Elçileri tanısalardı sapkın olmazlardı

A -
A +

Prof. Dr. Osman Kemal Kayra
osmankemalkayra@gmail.com
Karadeniz Teknik Üniversitesi Öğretim Üyesi

İnsan hayatını ve ilkel devreleri asla teknoloji ile doğru orantılı olarak ölçmemelidir. Acaba insanlar elektriğin keşfine kadar medeniyetler kurmadılar mı? Tıp bilimi yok muydu? Eskinin göz alıcı tarihî eserleri yapılırken hafriyat için kazı makineleri mi vardı? Vinçler devrede miydi? Tac Mahaller, Gök Medreseler, Süleymaniyeler yapılırken beton dökme kalıp makineleri mi vardı?.. Daha da geri gidersek Mısır Piramitleri hangi modern aletlerle yapıldı? O zamanlarda da matematik vardı, kimya vardı, cebir vardı. Kıt imkânlarla beyin ameliyatlarının yapıldığını gösteren deliller bizi hayrete düşürmüyor mu?

——————

> **Yönerge**
Metnin "İnsan hayatını ve" ile başlayıp "hayrete düşürmüyor mu?" ile biten kısmını, "Vinçler" yerine "Kaldıraçlar" koyarak yeniden yazar mısın?

——————

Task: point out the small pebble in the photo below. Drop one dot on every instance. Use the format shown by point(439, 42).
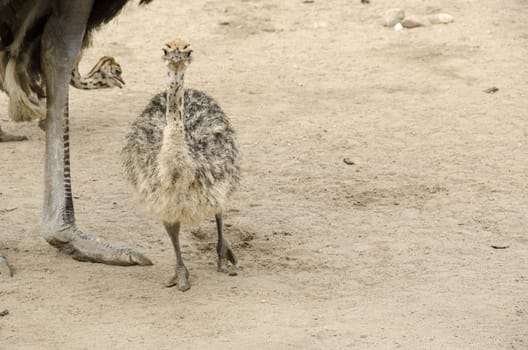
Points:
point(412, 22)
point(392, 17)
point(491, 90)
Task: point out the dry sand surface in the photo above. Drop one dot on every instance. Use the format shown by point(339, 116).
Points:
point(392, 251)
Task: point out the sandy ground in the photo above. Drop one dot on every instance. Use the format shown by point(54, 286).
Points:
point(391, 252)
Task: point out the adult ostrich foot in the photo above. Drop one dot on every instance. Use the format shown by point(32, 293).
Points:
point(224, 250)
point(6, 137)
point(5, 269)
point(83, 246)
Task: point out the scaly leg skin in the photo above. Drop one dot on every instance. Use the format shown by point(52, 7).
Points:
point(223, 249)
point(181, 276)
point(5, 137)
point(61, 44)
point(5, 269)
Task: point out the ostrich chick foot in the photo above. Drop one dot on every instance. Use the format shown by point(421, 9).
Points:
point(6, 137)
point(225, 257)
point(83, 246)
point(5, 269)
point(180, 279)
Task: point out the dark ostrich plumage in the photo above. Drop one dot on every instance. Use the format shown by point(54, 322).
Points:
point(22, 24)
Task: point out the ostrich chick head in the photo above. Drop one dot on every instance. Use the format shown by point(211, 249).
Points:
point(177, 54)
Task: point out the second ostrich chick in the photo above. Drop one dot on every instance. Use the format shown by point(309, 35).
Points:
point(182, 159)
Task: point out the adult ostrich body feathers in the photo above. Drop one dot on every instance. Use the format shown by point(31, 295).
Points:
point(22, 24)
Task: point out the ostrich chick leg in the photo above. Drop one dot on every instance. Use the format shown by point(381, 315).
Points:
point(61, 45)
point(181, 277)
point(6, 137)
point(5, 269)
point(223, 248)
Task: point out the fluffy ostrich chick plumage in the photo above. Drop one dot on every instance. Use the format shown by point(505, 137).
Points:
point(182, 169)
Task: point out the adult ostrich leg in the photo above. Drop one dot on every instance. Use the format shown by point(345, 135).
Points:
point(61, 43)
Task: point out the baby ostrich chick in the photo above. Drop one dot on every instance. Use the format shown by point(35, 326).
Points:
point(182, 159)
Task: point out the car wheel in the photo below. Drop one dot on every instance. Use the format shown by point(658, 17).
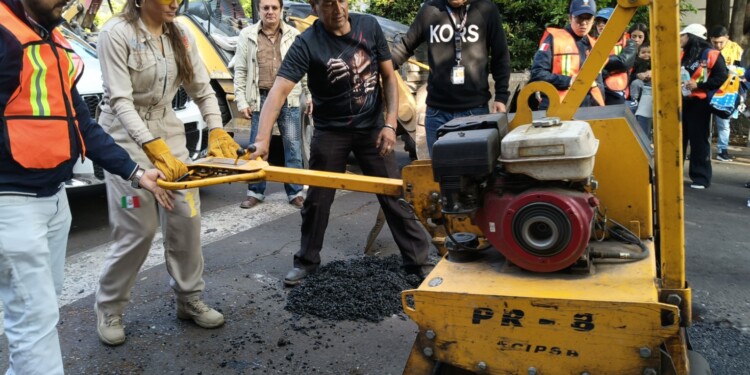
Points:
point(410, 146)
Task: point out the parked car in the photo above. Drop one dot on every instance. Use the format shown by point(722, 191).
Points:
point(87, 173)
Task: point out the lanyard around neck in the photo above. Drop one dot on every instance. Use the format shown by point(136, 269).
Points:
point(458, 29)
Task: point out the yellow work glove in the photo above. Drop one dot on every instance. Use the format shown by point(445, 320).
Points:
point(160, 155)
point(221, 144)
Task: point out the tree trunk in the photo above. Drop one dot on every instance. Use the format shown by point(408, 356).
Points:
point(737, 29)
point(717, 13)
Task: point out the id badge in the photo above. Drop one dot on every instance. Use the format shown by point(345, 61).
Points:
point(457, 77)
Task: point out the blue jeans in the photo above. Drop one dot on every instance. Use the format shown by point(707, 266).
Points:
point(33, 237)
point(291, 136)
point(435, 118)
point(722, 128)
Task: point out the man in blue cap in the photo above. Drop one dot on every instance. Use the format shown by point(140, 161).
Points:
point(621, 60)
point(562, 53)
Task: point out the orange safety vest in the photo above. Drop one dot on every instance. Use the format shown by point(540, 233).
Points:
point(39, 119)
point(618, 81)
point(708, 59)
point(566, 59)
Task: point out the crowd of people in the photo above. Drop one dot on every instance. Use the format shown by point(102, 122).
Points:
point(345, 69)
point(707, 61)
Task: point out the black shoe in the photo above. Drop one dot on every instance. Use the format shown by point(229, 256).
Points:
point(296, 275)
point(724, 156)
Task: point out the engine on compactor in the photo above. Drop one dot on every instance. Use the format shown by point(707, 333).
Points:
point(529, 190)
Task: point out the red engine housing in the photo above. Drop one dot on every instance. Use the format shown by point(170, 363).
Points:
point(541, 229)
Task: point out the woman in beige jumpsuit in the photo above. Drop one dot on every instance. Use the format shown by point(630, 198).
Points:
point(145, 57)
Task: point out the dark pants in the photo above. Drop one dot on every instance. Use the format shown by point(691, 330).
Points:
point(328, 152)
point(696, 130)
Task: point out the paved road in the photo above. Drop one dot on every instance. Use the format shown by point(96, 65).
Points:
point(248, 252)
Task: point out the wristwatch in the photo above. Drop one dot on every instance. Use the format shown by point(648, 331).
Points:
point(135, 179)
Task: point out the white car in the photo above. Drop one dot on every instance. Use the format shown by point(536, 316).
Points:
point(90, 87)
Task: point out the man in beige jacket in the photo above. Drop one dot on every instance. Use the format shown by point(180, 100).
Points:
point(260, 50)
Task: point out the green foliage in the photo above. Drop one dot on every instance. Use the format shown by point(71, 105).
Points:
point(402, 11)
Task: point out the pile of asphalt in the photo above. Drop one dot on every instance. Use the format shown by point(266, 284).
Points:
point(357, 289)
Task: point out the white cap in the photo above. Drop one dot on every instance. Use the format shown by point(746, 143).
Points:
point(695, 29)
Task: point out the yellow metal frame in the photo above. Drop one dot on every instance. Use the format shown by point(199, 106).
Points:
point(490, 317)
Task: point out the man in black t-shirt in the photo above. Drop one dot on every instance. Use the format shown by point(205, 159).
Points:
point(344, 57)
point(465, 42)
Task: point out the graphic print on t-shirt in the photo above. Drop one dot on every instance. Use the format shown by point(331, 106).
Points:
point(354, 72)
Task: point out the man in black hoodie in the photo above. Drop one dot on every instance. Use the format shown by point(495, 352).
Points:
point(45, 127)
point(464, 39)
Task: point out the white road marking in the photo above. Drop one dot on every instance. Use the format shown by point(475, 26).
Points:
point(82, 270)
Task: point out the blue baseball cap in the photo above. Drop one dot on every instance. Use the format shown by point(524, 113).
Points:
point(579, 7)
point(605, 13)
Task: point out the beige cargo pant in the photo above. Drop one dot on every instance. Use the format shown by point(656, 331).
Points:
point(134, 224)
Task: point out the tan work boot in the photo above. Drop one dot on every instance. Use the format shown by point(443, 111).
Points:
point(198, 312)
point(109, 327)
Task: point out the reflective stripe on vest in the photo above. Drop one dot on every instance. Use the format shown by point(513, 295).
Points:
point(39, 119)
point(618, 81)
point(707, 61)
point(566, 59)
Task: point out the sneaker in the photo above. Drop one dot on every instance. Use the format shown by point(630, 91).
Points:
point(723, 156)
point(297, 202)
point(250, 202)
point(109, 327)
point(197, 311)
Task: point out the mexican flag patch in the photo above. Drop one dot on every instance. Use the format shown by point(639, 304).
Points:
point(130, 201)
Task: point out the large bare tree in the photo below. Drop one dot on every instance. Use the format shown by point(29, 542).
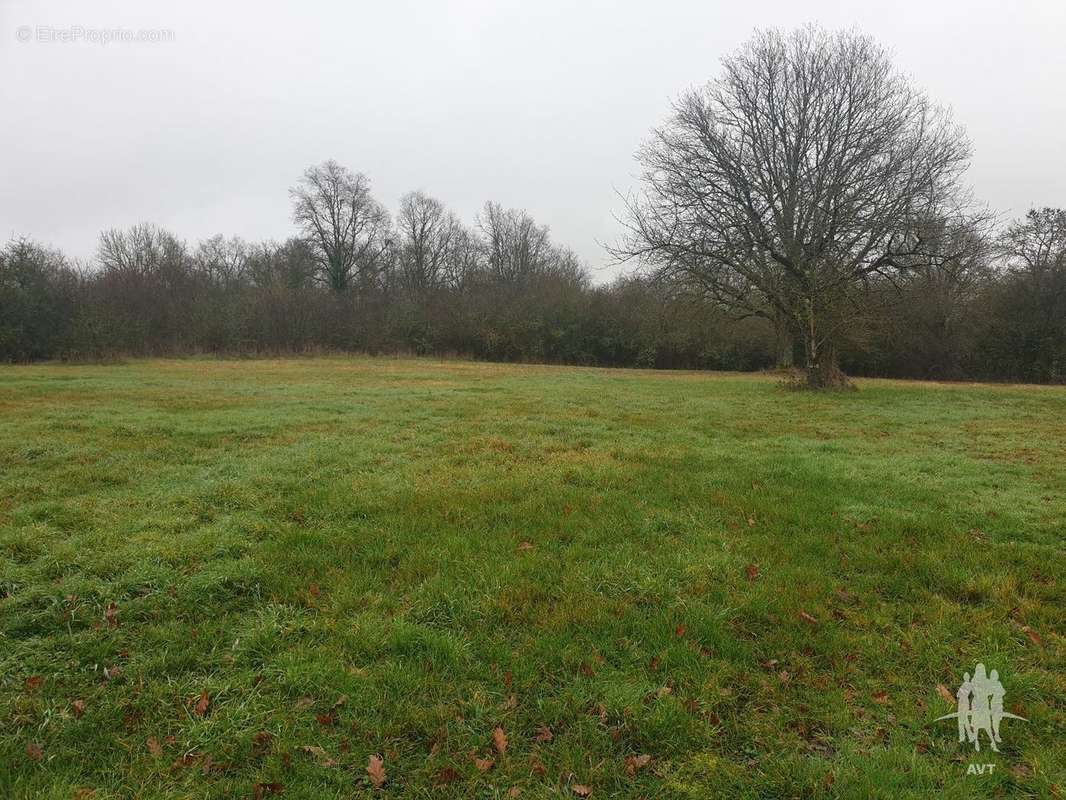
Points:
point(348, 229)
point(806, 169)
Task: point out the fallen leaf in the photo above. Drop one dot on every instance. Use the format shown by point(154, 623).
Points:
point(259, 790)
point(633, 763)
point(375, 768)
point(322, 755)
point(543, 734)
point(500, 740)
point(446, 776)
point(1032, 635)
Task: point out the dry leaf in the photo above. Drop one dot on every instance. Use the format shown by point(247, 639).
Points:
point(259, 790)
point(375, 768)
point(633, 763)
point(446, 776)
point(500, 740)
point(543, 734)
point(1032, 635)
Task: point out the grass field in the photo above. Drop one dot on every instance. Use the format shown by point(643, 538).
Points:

——————

> **Doğru sonuç**
İnsan hayatını ve ilkel devreleri asla teknoloji ile doğru orantılı olarak ölçmemelidir. Acaba insanlar elektriğin keşfine kadar medeniyetler kurmadılar mı? Tıp bilimi yok muydu? Eskinin göz alıcı tarihî eserleri yapılırken hafriyat için kazı makineleri mi vardı? Kaldıraçlar devrede miydi? Tac Mahaller, Gök Medreseler, Süleymaniyeler yapılırken beton dökme kalıp makineleri mi vardı?.. Daha da geri gidersek Mısır Piramitleri hangi modern aletlerle yapıldı? O zamanlarda da matematik vardı, kimya vardı, cebir vardı. Kıt imkânlarla beyin ameliyatlarının yapıldığını gösteren deliller bizi hayrete düşürmüyor mu?